• FUENTE:
──────────────────────────────
Le vendió los animales al tío Rafael, su cuñado, que siempre lo apoyó como mi
abuelo Manuel. Decidió por primera vez salir de su ambiente, que lo ahogaba,
trasladándonos a San José de Gracia, en el municipio de Tepatitlán, cuya
aventura frustrada describo en el relato correspondiente.
Duramos ahí menos de un año y a principios de 1940
se le presentó la oportunidad de regresar a lo suyo, al adquirir, con la venta
de la casa que había comprado, una propiedad en el rancho El Salvador, vecino a
Garabatos. Eran un poco más de doce hectáreas, unos cincuenta solares,
abandonadas por el vendedor, un anciano don Teodosio que vivía con su esposa y
una hija solterona, que en nada podían ayudarle. A cambio del arrumbo terrible,
contaba el predio con un caudal fabuloso de agua rodada limpísima, esperando
quien le sacara el gran provecho que se merecía. Los titánicos trabajos de mi
padre para convertir la propiedad en un paraíso, solo a mano limpia, y con herramientas del todo
rústicas, los doy a conocer, así como los inconvenientes, principalmente
envidias que afrontó, en el relato Rancho El Salvador.
Su búsqueda idealizada de escenarios más
limpios y la necesidad de darles escuela y protección a sus hijos, que ya éramos
seis, tres en edad escolar, principalmente yo de casi nueve años, lo decidió a
vender su magnífica propiedad en la que había logrado lo que nadie se hubiera
aventurado a predecir, así como también los hechos injustos y violentos de su
vida, pesaron bastante para que decidiera vender su pequeño paraíso que con tan
singular empeño había construido. De esta manera, el primer día de 1945, recibió
a la familia de la Torre Galindo, la entonces importante ciudad de Atotonilco
el Alto, en donde completaría su decena de hijos y entraríamos de inmediato a
la escuela los tres primeros, María Mercedes, José Luis y yo el mayor, y él a
emprender actividades muy diferentes a las del campo, que tan espléndidamente
se le daban.
──────────────────────────────
(Registros de señalamiento de objetos nombrados)
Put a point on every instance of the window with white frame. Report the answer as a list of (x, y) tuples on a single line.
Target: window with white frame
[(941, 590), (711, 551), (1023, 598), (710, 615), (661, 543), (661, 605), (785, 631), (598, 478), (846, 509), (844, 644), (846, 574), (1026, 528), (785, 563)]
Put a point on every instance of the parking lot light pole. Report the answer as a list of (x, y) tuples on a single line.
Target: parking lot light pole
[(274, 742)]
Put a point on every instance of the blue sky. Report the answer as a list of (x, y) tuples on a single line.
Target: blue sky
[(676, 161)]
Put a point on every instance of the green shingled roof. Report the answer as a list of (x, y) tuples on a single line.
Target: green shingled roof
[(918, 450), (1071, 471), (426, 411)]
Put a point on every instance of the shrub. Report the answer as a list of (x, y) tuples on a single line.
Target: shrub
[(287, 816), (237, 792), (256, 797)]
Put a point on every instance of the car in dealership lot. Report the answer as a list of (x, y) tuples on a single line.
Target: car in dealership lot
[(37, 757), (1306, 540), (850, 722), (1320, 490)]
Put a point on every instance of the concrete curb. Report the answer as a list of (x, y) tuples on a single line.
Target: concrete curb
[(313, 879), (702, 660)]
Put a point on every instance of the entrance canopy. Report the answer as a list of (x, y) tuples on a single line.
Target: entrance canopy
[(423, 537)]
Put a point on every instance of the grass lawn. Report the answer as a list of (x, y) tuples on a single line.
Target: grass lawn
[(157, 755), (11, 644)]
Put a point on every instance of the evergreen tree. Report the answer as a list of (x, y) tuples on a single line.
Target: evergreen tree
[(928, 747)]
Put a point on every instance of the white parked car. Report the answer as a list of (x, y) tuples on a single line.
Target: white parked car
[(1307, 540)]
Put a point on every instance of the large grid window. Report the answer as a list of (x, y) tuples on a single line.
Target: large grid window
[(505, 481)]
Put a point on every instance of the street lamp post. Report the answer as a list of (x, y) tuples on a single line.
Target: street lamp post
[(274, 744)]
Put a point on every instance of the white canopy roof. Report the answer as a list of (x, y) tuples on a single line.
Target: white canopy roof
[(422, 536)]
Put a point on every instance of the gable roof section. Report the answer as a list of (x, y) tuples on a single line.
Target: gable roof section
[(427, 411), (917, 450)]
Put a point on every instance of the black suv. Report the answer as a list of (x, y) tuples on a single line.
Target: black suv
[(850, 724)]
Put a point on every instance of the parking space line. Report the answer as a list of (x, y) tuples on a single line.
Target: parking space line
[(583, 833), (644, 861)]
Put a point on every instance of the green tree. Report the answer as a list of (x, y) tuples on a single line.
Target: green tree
──────────────────────────────
• CONJUNTO DE TAREAS:
1: Según el fragmento autobiográfico, ¿qué extensión tenía la propiedad que el padre adquirió en el rancho El Salvador?
2: Transcribe literalmente el pasaje del fragmento autobiográfico que empieza en "Le vendió los" y termina en "el relato correspondiente.".
Los ítems son material independiente del fragmento autobiográfico.

• RESULTADOS POR TAREA:
1: Un poco más de doce hectáreas, unos cincuenta solares.

2:
Le vendió los animales al tío Rafael, su cuñado, que siempre lo apoyó como mi
abuelo Manuel. Decidió por primera vez salir de su ambiente, que lo ahogaba,
trasladándonos a San José de Gracia, en el municipio de Tepatitlán, cuya
aventura frustrada describo en el relato correspondiente.